(Point localization data)
....................

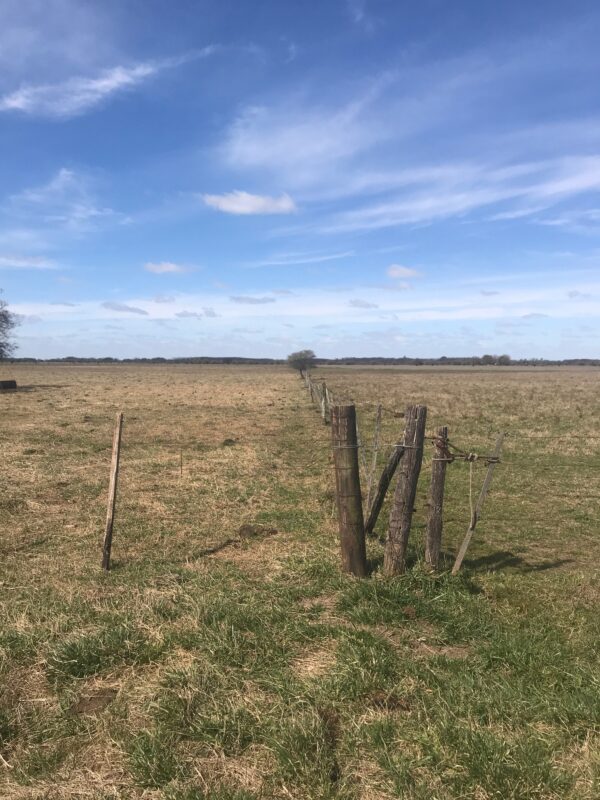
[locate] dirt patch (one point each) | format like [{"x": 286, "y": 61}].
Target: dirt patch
[
  {"x": 252, "y": 531},
  {"x": 93, "y": 703},
  {"x": 426, "y": 650},
  {"x": 315, "y": 663}
]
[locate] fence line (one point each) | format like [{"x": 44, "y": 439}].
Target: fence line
[{"x": 407, "y": 453}]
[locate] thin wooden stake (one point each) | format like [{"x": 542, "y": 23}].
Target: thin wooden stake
[
  {"x": 112, "y": 492},
  {"x": 479, "y": 505},
  {"x": 384, "y": 482},
  {"x": 375, "y": 454},
  {"x": 347, "y": 485},
  {"x": 324, "y": 402},
  {"x": 394, "y": 561},
  {"x": 433, "y": 539}
]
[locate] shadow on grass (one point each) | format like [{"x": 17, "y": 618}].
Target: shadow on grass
[
  {"x": 505, "y": 559},
  {"x": 493, "y": 562}
]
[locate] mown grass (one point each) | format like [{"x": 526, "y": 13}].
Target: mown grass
[{"x": 211, "y": 664}]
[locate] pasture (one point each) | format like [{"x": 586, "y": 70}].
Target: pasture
[{"x": 226, "y": 656}]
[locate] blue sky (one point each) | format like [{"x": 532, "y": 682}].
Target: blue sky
[{"x": 361, "y": 177}]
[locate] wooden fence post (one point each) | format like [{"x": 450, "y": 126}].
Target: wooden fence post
[
  {"x": 406, "y": 490},
  {"x": 433, "y": 539},
  {"x": 384, "y": 482},
  {"x": 374, "y": 456},
  {"x": 112, "y": 492},
  {"x": 347, "y": 486},
  {"x": 479, "y": 505}
]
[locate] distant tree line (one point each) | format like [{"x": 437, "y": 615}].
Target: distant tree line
[{"x": 454, "y": 361}]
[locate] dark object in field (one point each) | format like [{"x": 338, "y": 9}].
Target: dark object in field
[
  {"x": 249, "y": 531},
  {"x": 112, "y": 493}
]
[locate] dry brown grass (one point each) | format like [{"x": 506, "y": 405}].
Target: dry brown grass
[{"x": 225, "y": 572}]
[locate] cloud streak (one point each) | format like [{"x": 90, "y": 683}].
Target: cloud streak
[
  {"x": 78, "y": 95},
  {"x": 239, "y": 202},
  {"x": 26, "y": 262},
  {"x": 163, "y": 267},
  {"x": 123, "y": 308},
  {"x": 249, "y": 300}
]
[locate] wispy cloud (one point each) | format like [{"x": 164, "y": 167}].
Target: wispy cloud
[
  {"x": 78, "y": 95},
  {"x": 26, "y": 262},
  {"x": 66, "y": 202},
  {"x": 297, "y": 259},
  {"x": 399, "y": 271},
  {"x": 249, "y": 300},
  {"x": 124, "y": 308},
  {"x": 163, "y": 267},
  {"x": 357, "y": 302},
  {"x": 238, "y": 202}
]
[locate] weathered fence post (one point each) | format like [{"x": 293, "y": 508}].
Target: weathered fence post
[
  {"x": 479, "y": 505},
  {"x": 433, "y": 539},
  {"x": 112, "y": 492},
  {"x": 347, "y": 486},
  {"x": 384, "y": 482},
  {"x": 374, "y": 456},
  {"x": 406, "y": 490},
  {"x": 324, "y": 404}
]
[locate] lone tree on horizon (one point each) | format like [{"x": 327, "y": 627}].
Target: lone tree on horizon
[
  {"x": 8, "y": 321},
  {"x": 302, "y": 360}
]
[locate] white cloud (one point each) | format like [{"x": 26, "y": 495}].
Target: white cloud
[
  {"x": 253, "y": 301},
  {"x": 292, "y": 259},
  {"x": 65, "y": 202},
  {"x": 238, "y": 202},
  {"x": 26, "y": 262},
  {"x": 76, "y": 95},
  {"x": 123, "y": 308},
  {"x": 163, "y": 267},
  {"x": 358, "y": 303},
  {"x": 398, "y": 271}
]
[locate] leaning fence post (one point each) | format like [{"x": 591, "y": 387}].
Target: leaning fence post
[
  {"x": 324, "y": 402},
  {"x": 112, "y": 492},
  {"x": 433, "y": 539},
  {"x": 347, "y": 486},
  {"x": 384, "y": 482},
  {"x": 406, "y": 490},
  {"x": 374, "y": 457},
  {"x": 479, "y": 505}
]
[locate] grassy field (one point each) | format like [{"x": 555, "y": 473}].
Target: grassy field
[{"x": 225, "y": 656}]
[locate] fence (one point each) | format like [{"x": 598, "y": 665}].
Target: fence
[{"x": 407, "y": 456}]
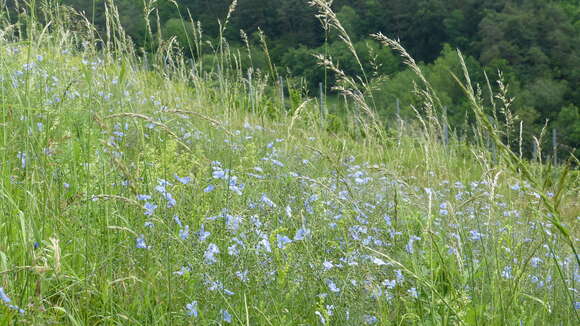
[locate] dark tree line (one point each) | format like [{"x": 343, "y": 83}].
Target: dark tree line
[{"x": 536, "y": 43}]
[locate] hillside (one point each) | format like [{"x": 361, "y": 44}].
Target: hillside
[{"x": 164, "y": 193}]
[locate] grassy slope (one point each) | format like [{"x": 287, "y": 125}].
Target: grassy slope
[{"x": 414, "y": 233}]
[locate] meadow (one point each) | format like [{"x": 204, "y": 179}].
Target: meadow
[{"x": 171, "y": 192}]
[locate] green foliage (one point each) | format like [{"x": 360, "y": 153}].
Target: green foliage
[{"x": 535, "y": 43}]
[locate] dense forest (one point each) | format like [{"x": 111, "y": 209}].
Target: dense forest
[{"x": 534, "y": 43}]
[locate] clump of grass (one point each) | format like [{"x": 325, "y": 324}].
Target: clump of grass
[{"x": 173, "y": 195}]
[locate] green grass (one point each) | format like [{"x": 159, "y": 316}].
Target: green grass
[{"x": 398, "y": 232}]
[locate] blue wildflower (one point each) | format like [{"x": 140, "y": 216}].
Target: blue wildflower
[
  {"x": 322, "y": 319},
  {"x": 140, "y": 242},
  {"x": 390, "y": 284},
  {"x": 282, "y": 241},
  {"x": 149, "y": 208},
  {"x": 226, "y": 316},
  {"x": 332, "y": 286},
  {"x": 203, "y": 234},
  {"x": 302, "y": 234},
  {"x": 22, "y": 157},
  {"x": 143, "y": 197},
  {"x": 184, "y": 180},
  {"x": 4, "y": 297},
  {"x": 327, "y": 265},
  {"x": 210, "y": 253},
  {"x": 370, "y": 320},
  {"x": 267, "y": 201},
  {"x": 191, "y": 309},
  {"x": 243, "y": 276},
  {"x": 184, "y": 233}
]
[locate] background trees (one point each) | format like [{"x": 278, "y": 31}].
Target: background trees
[{"x": 536, "y": 43}]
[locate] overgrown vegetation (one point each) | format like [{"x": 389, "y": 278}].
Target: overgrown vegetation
[
  {"x": 160, "y": 190},
  {"x": 533, "y": 42}
]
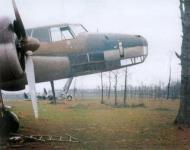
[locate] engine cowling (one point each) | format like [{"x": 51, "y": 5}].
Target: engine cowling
[{"x": 10, "y": 68}]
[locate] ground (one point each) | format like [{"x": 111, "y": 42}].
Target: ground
[{"x": 144, "y": 124}]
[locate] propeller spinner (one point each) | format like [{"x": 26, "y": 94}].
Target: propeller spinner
[{"x": 26, "y": 46}]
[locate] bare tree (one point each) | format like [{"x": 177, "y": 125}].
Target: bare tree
[
  {"x": 169, "y": 82},
  {"x": 125, "y": 89},
  {"x": 115, "y": 85},
  {"x": 102, "y": 89},
  {"x": 109, "y": 87},
  {"x": 183, "y": 116},
  {"x": 74, "y": 89}
]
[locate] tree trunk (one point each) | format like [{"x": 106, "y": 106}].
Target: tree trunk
[
  {"x": 116, "y": 89},
  {"x": 102, "y": 89},
  {"x": 109, "y": 88},
  {"x": 183, "y": 117},
  {"x": 169, "y": 81},
  {"x": 125, "y": 90}
]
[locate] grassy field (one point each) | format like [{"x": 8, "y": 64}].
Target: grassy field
[{"x": 98, "y": 126}]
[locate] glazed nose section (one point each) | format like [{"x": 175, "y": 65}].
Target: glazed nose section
[
  {"x": 133, "y": 50},
  {"x": 134, "y": 47}
]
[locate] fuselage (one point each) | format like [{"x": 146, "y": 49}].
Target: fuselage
[
  {"x": 86, "y": 53},
  {"x": 67, "y": 51}
]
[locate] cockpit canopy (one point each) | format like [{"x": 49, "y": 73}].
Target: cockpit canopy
[{"x": 57, "y": 32}]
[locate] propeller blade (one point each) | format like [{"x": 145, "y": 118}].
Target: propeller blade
[
  {"x": 31, "y": 83},
  {"x": 18, "y": 24}
]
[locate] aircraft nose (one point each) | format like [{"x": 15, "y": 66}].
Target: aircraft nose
[{"x": 133, "y": 46}]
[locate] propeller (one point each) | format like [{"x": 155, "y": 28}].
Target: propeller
[{"x": 26, "y": 46}]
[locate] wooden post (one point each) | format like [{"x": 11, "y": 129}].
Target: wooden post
[{"x": 53, "y": 91}]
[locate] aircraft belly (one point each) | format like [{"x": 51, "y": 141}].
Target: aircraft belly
[{"x": 51, "y": 68}]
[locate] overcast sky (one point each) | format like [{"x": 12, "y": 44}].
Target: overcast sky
[{"x": 157, "y": 20}]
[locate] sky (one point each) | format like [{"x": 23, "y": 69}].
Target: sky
[{"x": 157, "y": 20}]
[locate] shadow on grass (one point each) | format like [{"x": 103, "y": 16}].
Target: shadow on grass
[
  {"x": 163, "y": 109},
  {"x": 141, "y": 105}
]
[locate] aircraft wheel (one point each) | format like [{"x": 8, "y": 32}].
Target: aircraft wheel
[
  {"x": 69, "y": 97},
  {"x": 9, "y": 123}
]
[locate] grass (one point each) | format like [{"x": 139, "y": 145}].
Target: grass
[{"x": 148, "y": 126}]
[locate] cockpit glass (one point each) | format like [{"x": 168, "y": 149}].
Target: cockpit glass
[{"x": 77, "y": 29}]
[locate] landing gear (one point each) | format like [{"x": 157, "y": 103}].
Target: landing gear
[
  {"x": 9, "y": 123},
  {"x": 69, "y": 98}
]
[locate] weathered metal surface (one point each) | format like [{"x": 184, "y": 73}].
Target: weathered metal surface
[
  {"x": 10, "y": 68},
  {"x": 84, "y": 54}
]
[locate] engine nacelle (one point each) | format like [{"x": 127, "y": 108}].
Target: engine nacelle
[{"x": 10, "y": 68}]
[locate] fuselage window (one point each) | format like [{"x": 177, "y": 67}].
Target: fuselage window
[
  {"x": 77, "y": 29},
  {"x": 58, "y": 34},
  {"x": 55, "y": 34},
  {"x": 66, "y": 34}
]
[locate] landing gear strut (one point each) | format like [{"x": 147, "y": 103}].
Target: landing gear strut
[{"x": 8, "y": 122}]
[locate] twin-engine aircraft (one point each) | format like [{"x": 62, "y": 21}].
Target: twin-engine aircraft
[{"x": 56, "y": 52}]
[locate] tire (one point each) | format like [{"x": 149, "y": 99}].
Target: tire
[{"x": 69, "y": 98}]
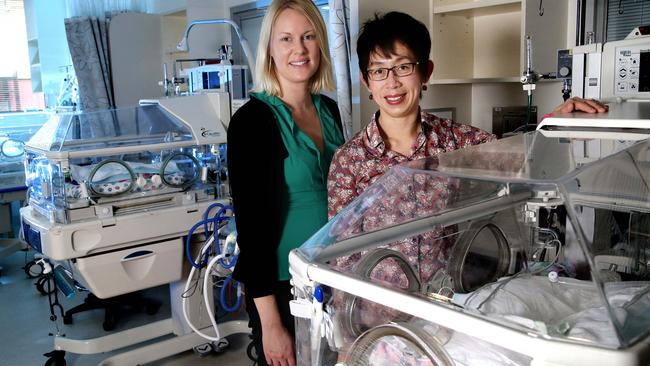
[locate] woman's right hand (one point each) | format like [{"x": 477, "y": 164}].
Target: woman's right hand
[{"x": 278, "y": 346}]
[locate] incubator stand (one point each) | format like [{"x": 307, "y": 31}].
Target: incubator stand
[
  {"x": 531, "y": 250},
  {"x": 112, "y": 195}
]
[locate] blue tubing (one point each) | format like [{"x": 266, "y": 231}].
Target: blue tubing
[
  {"x": 222, "y": 296},
  {"x": 188, "y": 245},
  {"x": 207, "y": 213},
  {"x": 216, "y": 220}
]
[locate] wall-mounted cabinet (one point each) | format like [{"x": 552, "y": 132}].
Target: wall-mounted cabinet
[
  {"x": 482, "y": 40},
  {"x": 475, "y": 41}
]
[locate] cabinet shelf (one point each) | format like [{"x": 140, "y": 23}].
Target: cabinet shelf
[
  {"x": 477, "y": 7},
  {"x": 476, "y": 40}
]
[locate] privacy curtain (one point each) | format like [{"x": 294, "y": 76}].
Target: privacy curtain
[
  {"x": 89, "y": 49},
  {"x": 341, "y": 54}
]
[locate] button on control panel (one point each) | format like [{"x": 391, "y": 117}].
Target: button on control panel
[{"x": 628, "y": 71}]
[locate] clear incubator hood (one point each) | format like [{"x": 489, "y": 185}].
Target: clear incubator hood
[
  {"x": 79, "y": 162},
  {"x": 533, "y": 249}
]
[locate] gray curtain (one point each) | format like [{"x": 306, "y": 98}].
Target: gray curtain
[
  {"x": 89, "y": 48},
  {"x": 341, "y": 54}
]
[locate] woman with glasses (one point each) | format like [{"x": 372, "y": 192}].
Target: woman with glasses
[{"x": 393, "y": 52}]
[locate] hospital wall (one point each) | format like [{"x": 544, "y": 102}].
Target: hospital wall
[{"x": 473, "y": 101}]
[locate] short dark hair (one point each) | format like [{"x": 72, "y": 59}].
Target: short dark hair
[{"x": 381, "y": 32}]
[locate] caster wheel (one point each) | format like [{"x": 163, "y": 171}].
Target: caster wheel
[
  {"x": 55, "y": 358},
  {"x": 151, "y": 309},
  {"x": 220, "y": 345},
  {"x": 43, "y": 286},
  {"x": 33, "y": 269},
  {"x": 251, "y": 352},
  {"x": 203, "y": 350}
]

....................

Only one stretch of the records above is wanted: the lines between the one holding "Target: dry brown grass" and the one holding "[locate] wispy cloud", inclusive, reproduced exactly.

- **Task solution**:
Target: dry brown grass
[{"x": 225, "y": 572}]
[locate] cloud streak (one point each) | format like [{"x": 90, "y": 683}].
Target: cloud streak
[
  {"x": 78, "y": 95},
  {"x": 239, "y": 202},
  {"x": 26, "y": 262},
  {"x": 163, "y": 267},
  {"x": 123, "y": 308},
  {"x": 249, "y": 300}
]
[locate] wispy cloud (one point each) | format like [{"x": 164, "y": 167}].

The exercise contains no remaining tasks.